__Goal__:
Rewrite the lines from the one containing "the green vegetation." through the one containing "[335,115,400,194]", inclusive, with "multispectral capture" replaced by "aerial image" and nothing else changed.

__Source material__:
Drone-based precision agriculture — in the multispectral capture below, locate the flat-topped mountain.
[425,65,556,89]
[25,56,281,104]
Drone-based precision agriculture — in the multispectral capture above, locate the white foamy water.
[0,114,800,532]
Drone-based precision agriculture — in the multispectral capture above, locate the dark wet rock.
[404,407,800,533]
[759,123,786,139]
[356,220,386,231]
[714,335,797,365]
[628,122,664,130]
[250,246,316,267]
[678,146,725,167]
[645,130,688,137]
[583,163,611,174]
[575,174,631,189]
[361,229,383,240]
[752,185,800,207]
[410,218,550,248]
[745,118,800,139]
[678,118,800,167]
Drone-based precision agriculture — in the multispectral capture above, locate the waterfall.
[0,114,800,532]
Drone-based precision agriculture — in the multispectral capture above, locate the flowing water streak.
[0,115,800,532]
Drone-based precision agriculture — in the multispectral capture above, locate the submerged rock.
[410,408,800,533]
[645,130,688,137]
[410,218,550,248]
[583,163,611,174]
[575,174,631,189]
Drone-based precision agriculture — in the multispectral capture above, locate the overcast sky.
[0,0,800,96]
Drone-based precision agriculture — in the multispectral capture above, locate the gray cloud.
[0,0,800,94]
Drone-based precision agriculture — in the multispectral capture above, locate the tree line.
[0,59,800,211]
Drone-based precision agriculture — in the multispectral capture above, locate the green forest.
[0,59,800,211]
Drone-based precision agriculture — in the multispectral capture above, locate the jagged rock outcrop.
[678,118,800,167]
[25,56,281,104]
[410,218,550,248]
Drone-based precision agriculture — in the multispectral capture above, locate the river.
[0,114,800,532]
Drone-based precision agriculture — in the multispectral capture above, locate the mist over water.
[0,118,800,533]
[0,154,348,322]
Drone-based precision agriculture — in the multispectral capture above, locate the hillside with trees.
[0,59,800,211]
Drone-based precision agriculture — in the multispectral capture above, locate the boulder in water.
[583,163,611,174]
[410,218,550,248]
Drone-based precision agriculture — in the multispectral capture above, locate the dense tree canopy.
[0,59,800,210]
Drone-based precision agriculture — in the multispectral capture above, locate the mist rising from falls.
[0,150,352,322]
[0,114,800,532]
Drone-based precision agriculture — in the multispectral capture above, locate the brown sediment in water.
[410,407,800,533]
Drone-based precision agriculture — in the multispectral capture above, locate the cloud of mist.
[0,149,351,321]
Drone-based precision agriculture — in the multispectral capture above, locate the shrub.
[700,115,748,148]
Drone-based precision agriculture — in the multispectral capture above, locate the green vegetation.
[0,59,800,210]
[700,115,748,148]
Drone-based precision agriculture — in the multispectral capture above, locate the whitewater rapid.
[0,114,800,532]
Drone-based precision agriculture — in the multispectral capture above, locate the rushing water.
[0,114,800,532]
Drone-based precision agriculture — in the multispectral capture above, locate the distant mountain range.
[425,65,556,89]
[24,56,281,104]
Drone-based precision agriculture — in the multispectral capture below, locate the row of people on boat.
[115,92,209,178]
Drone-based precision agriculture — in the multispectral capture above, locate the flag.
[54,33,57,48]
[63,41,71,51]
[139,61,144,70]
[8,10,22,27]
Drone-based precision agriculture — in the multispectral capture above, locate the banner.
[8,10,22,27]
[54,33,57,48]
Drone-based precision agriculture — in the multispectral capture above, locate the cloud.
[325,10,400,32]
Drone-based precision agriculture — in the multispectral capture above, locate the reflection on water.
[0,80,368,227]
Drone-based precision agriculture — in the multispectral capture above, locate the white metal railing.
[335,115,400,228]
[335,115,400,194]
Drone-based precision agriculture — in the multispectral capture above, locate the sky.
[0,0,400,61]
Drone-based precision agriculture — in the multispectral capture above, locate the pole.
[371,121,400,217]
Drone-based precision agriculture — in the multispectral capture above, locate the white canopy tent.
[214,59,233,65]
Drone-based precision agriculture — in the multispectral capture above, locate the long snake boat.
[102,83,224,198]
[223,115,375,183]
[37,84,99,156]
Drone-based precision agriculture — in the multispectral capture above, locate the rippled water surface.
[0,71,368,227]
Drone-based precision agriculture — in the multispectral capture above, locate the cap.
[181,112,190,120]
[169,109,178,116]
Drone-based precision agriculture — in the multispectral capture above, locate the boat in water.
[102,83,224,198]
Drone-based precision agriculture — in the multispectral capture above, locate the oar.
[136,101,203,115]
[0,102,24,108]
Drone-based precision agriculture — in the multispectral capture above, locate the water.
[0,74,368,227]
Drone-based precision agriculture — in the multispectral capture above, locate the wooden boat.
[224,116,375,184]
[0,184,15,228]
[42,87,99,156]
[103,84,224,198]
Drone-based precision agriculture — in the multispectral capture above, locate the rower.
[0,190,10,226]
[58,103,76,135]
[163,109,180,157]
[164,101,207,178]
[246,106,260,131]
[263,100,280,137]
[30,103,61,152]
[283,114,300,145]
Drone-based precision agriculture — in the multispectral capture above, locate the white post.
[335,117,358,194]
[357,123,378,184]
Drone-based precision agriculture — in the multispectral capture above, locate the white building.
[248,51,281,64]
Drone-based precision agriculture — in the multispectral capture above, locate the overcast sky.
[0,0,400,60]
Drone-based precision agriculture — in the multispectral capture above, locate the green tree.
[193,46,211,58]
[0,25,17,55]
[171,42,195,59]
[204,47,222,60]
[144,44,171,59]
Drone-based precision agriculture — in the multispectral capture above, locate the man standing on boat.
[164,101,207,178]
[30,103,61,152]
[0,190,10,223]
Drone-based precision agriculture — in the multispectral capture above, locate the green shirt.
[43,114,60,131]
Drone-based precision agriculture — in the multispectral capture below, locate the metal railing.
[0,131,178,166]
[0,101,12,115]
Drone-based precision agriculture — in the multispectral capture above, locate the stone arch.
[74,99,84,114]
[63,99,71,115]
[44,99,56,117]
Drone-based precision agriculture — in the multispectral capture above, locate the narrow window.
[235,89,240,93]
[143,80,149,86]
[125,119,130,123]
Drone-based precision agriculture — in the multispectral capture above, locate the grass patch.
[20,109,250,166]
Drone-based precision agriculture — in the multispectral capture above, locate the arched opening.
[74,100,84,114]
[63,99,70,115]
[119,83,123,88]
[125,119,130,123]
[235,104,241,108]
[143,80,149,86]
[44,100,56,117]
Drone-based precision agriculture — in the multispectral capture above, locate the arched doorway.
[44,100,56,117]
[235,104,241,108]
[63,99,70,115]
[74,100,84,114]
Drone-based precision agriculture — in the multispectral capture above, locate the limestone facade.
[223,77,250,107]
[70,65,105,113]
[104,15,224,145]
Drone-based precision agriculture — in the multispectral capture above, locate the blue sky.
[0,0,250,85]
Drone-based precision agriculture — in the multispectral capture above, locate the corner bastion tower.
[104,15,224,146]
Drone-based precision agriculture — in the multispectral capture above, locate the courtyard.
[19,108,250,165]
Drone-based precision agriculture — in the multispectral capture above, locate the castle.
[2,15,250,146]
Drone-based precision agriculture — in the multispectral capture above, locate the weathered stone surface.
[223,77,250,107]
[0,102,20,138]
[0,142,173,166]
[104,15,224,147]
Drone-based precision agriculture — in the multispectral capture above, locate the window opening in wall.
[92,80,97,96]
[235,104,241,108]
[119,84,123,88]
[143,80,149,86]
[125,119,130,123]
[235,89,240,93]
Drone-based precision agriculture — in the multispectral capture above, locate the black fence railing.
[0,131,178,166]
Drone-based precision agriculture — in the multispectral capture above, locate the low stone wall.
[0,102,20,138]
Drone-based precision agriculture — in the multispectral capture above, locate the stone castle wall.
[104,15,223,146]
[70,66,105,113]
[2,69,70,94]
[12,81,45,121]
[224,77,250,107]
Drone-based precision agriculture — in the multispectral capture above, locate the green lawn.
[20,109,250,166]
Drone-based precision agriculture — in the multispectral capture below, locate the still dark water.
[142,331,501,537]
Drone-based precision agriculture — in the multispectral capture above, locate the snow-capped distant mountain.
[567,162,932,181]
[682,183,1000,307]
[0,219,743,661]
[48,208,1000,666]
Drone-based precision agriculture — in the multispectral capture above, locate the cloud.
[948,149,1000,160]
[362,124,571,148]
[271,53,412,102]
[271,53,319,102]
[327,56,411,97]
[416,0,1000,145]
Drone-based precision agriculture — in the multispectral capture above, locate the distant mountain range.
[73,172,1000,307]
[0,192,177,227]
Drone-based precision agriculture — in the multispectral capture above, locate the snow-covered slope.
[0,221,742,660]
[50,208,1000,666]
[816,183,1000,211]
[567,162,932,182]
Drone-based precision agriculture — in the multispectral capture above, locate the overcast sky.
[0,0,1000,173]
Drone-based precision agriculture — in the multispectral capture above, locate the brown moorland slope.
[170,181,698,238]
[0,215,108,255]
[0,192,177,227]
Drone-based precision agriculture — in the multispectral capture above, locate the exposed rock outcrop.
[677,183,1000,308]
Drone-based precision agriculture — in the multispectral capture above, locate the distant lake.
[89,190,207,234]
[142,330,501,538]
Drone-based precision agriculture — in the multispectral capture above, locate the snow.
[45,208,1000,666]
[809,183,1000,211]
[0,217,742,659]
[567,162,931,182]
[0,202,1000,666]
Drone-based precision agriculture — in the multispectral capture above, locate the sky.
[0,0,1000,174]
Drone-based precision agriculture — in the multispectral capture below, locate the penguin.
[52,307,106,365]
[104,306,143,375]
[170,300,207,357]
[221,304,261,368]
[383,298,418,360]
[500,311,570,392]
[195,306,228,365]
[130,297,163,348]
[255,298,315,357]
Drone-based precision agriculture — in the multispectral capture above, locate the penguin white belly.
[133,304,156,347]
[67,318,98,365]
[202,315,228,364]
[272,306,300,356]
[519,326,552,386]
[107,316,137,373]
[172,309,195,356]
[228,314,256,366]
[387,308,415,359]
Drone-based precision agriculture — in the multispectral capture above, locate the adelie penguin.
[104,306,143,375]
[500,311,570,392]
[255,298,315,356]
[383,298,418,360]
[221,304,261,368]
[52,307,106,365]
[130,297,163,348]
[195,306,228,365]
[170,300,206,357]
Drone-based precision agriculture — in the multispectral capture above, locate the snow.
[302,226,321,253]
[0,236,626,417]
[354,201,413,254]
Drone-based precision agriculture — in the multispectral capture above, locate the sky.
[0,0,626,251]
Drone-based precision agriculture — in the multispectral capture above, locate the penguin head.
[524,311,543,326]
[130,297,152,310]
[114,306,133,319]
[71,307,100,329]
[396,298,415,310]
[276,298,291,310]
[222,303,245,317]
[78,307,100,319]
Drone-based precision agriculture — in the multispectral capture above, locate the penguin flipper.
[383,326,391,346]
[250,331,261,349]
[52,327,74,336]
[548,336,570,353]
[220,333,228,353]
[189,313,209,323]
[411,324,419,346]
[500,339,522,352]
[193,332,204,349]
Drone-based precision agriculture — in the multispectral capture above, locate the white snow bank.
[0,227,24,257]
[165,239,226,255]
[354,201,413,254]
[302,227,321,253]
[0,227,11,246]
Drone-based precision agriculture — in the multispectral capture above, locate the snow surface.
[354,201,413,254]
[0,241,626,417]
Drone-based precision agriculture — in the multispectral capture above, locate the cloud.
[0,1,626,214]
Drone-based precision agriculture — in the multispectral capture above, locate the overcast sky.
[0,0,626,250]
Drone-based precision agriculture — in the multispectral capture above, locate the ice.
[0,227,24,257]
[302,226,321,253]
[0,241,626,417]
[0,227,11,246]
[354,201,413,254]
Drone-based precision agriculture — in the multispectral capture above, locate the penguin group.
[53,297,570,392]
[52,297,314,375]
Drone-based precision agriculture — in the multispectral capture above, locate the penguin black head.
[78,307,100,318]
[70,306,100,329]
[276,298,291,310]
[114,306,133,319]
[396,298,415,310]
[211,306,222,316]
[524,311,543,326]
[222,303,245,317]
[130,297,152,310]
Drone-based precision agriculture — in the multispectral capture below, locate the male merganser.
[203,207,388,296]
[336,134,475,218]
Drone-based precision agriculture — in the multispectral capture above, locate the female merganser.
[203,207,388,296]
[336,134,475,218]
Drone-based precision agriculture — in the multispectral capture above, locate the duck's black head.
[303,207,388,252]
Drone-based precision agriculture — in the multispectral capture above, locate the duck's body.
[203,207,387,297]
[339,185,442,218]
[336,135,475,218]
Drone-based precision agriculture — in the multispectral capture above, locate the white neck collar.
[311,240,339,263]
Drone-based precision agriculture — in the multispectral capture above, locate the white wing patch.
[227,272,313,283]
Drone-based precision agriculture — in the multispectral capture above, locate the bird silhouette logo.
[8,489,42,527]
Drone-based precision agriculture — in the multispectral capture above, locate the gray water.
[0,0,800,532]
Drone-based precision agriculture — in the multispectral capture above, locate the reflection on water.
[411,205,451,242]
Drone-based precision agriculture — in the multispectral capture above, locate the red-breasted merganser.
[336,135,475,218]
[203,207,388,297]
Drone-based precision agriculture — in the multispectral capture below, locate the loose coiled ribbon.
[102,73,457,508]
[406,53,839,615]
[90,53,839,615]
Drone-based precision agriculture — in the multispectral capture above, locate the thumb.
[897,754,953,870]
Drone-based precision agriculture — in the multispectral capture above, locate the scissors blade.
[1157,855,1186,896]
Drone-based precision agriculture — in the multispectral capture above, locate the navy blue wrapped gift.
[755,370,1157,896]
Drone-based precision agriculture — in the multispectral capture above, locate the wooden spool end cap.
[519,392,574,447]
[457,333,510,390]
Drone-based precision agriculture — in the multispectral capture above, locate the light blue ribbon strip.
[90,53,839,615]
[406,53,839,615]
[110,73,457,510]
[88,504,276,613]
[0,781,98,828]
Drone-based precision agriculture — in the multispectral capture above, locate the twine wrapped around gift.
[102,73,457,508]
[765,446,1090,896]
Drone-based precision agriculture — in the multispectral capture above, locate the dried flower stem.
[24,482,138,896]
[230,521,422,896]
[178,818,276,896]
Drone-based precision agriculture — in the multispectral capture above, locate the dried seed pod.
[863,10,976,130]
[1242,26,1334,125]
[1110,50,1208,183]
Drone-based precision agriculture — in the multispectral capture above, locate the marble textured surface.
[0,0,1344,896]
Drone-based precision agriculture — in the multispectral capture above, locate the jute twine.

__Response__:
Drone-based precision agriculture — in the aerial image above, locate the green vegetation.
[0,59,800,210]
[700,115,748,148]
Drone-based precision agriculture — in the aerial image above, locate the whitewater rapid.
[0,114,800,532]
Drone-based precision agriculture — in the aerial image above, locate the rushing water.
[0,114,800,532]
Drone-based precision agriculture — in the aerial image above, locate the distant mountain range.
[425,65,556,89]
[24,56,281,104]
Drone-based precision agriculture — in the aerial image below, locate the row of people on boat.
[115,92,209,178]
Drone-based precision agriculture — in the aerial image above, locate the flag.
[54,33,57,48]
[63,41,71,51]
[139,61,144,70]
[8,10,22,27]
Drone-based precision agriculture — in the aerial image above, locate the banner.
[8,10,22,27]
[54,33,57,48]
Drone-based precision agriculture — in the aerial image above, locate the cloud.
[325,10,400,32]
Drone-based precision agriculture — in the aerial image above, locate the reflection on water.
[0,80,368,227]
Drone-based precision agriculture — in the aerial image above, locate the white metal railing.
[335,115,400,228]
[335,115,400,194]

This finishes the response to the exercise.